* **PROBLEM TO WORK ON**
Copy each line of the listing that includes "officer".

* **AVAILABLE RECORDS**

•••••

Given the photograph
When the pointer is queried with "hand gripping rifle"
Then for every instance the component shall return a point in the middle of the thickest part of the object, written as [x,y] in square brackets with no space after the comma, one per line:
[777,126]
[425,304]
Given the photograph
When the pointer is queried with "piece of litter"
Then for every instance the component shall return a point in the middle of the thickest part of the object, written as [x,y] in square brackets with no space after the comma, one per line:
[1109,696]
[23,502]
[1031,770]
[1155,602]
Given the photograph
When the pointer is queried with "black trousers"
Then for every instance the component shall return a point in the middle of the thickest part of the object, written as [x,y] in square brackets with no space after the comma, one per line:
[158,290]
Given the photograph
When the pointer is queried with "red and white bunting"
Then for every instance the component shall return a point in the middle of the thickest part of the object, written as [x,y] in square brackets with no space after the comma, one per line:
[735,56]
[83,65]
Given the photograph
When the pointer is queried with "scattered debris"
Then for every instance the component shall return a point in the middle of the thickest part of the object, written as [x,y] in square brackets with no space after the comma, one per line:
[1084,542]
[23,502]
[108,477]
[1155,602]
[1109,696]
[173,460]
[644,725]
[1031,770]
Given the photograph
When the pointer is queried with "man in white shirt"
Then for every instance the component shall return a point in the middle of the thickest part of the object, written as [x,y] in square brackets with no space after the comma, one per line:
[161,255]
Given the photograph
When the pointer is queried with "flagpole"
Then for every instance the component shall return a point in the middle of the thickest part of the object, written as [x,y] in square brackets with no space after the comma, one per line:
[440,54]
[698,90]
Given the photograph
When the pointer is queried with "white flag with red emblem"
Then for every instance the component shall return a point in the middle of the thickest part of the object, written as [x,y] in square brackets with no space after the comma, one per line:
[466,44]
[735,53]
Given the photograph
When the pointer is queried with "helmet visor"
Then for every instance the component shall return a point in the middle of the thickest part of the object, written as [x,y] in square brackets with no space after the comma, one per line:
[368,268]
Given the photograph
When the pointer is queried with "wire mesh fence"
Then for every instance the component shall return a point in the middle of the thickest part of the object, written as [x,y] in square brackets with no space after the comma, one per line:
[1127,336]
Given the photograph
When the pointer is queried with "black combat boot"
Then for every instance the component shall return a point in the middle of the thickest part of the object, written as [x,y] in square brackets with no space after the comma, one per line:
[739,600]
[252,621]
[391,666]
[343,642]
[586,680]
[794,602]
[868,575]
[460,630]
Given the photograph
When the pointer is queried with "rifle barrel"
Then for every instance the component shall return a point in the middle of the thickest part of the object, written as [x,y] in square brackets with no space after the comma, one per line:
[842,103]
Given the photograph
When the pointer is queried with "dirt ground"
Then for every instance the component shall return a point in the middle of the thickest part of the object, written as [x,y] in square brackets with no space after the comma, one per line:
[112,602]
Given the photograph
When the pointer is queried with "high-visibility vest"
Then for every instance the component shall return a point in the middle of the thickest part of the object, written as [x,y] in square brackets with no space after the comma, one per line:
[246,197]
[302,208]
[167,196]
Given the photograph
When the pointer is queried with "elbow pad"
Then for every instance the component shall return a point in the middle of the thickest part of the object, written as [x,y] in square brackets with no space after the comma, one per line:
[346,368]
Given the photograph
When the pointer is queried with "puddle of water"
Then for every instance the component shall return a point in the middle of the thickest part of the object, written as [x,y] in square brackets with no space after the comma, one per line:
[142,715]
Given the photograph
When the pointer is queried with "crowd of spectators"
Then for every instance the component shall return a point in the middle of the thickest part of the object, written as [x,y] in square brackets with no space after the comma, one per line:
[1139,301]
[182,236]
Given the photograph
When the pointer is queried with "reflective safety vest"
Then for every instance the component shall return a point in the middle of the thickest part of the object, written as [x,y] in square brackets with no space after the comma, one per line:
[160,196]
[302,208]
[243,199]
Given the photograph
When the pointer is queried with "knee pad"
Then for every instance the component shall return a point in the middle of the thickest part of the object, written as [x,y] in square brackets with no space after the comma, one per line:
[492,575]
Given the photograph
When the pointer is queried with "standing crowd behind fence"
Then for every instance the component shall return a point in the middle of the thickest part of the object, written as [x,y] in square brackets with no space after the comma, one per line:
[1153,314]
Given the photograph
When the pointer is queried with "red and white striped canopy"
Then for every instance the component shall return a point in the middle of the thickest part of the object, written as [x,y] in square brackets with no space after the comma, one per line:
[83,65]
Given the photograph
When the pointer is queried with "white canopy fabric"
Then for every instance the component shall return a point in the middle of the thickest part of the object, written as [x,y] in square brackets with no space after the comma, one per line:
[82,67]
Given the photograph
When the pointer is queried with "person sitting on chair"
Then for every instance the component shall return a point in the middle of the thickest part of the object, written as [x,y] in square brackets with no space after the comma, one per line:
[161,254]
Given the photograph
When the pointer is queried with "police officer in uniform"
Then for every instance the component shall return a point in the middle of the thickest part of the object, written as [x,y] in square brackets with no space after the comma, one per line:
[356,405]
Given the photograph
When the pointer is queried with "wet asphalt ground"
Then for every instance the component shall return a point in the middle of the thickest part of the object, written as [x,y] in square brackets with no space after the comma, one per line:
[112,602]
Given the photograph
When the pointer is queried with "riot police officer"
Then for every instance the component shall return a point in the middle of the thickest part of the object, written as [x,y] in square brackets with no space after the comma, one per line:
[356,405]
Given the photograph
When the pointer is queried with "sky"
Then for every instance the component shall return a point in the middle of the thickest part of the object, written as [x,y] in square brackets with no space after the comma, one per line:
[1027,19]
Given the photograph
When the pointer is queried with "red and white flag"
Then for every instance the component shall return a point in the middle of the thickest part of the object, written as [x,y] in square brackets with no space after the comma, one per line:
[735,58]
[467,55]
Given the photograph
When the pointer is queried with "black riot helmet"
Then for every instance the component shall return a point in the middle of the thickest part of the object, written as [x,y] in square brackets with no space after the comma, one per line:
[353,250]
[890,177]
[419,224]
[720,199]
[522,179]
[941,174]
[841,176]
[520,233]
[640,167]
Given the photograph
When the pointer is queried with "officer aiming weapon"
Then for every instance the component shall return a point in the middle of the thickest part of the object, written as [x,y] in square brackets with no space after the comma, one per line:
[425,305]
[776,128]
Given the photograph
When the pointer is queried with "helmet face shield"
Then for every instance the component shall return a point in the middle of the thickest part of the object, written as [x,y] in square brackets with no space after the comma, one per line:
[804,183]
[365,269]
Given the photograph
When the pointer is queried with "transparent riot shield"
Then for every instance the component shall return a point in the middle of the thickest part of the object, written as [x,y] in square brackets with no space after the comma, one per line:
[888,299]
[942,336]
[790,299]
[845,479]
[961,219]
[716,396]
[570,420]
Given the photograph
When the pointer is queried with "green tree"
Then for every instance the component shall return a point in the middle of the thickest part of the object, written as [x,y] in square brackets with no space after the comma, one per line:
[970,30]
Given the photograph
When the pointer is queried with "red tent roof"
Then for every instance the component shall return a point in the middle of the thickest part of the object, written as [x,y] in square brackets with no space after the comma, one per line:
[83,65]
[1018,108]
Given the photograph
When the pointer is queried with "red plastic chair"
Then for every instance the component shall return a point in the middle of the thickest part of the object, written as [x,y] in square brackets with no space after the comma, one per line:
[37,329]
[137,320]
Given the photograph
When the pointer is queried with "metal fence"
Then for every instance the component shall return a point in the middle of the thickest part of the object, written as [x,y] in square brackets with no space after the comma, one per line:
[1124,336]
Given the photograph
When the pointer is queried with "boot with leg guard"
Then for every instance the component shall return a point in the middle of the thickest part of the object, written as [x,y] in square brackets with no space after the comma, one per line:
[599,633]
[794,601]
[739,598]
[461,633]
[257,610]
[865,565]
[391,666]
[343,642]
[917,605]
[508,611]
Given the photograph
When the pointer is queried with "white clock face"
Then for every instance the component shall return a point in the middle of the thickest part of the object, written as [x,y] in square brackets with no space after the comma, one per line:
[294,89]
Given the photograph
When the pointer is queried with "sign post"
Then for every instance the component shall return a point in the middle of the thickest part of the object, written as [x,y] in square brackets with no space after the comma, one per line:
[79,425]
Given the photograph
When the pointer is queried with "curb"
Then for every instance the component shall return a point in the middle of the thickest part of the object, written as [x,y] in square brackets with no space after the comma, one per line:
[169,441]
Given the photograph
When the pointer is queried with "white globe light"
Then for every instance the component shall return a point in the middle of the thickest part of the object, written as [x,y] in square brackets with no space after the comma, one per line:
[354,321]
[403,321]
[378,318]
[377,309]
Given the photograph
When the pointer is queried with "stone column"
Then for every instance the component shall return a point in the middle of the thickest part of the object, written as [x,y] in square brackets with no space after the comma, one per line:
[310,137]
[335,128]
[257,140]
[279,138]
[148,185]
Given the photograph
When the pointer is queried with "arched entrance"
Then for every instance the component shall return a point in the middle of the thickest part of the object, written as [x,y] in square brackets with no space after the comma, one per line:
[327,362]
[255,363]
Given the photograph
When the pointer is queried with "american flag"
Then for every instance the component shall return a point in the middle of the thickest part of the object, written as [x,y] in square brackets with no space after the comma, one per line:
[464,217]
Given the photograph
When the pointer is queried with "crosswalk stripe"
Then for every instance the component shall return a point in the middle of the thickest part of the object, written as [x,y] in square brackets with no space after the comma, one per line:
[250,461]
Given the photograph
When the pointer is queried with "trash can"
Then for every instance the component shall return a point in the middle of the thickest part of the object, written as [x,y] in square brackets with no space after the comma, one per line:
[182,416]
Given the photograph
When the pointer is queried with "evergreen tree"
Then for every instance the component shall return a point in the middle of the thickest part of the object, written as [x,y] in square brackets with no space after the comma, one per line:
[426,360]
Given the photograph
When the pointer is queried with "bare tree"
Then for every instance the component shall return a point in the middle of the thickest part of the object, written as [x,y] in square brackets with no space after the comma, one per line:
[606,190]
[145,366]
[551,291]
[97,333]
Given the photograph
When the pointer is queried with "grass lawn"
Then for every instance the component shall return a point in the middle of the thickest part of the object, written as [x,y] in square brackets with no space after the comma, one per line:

•••••

* **PROBLEM SOLUTION**
When the pointer is queried with "police officer in uniform"
When the pointer is queried with "riot police officer"
When the pointer is queried with "officer aiming weapon"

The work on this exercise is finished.